**Exercise passage:**
So will these monitors help in a real emergency? Owlet says it will alert you if your baby stops breathing, but it doesn’t say what you should do when it alerts you. Not that I have a clear plan for what I would do if my dark room peerings showed a non-breathing baby. I can envision my reaction, though: Pick her up, pat and rub her, scream for my husband, call 000, begin CPR.

Owlet’s website doesn’t consider this possibility. Their list of Common Questions includes only one in the right ballpark: “Does Owlet guarantee the safety of my baby? No… Your baby’s safety is your responsibility.” The rest of the top questions are about things like fit and washing instructions. Buried in the tech support section, Owlet gives a list of things to do if the device sounds a red alert. Basically, you should check the fit of the sock.

This seems strangely half-arsed for something sold as a lifesaving device: There are no instructions on how to use it to save a life. Either Owlet never thought of this (hey, SIDS is rare), or they’re being skittish about the fact that their product is not regulated or approved as a medical device. Still, my sneaking in and checking on the baby isn’t a medical device either.

I asked David King, a clinical lecturer in paediatrics at Sheffield University, why he doesn’t think that Owlet and similar monitors are useful for parents. He wrote as much in a paper in the medical journal The BMJ.

“These devices have never been tested in any meaningful way,” Dr King says. In other words, we don’t know if they could actually save a life. In the 1970s and 1980s, he points out, research showed that monitors did not prevent SIDS deaths, and possibly could not. This 1988 review published in the Annals of the New York Academy of Sciences mentions several deaths that occurred during monitoring where the babies could not be resuscitated. Just because you know a baby stopped breathing doesn’t mean you can do anything about it.

If a device isn’t helpful, are we better off without it? Using and checking a monitor could end up making you worry more, especially if there are false alarms. The authors of the 1988 paper noted that monitors increased anxiety in parents, especially when one parent wanted to use the device and the other didn’t. The monitors of the time were expensive and cumbersome, with wires that could accidentally disconnect. Today’s monitors should be simpler to deal with, although I could see date-night arguments breaking out over whether one half of the couple should stop checking their baby monitor app so much.

**Questions on the material:**
**a)** In the passage on baby breathing monitors, list each step the writer imagines taking on finding a baby who isn't breathing.
**b)** Extend the passage on baby breathing monitors, picking up after its final sentence and keeping its tone and subject.
The material after this has no connection to the passage on baby breathing monitors.

**Exercise data:**
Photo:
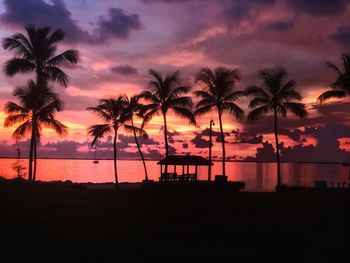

**Responses:**
**a)**
- Pick her up
- Pat and rub her
- Scream for my husband
- Call 000
- Begin CPR

**b)**
The founder of Owlet dismissed Dr King’s concerns by noting that he is not a parent, and thus can’t relate to the constant worry. “I’m not saying they should be banned or anything,” Dr King says. He just thinks parents should know that a monitor like this doesn’t “have some sort of medical role” and that the devices’ makers should avoid implying that they do.

After all, is there much of a difference between a breathing monitor like Owlet, and a video baby monitor that lets you snoop on your child’s rising-and-falling chest? Sometimes we just want another way to check in.

I can’t help thinking that if a person is worried enough to buy and use a breathing monitor, maybe they could put their nervous energy to better use — either instead of one or in addition to it. Here are some things that really could save your child’s life someday (or somebody else’s).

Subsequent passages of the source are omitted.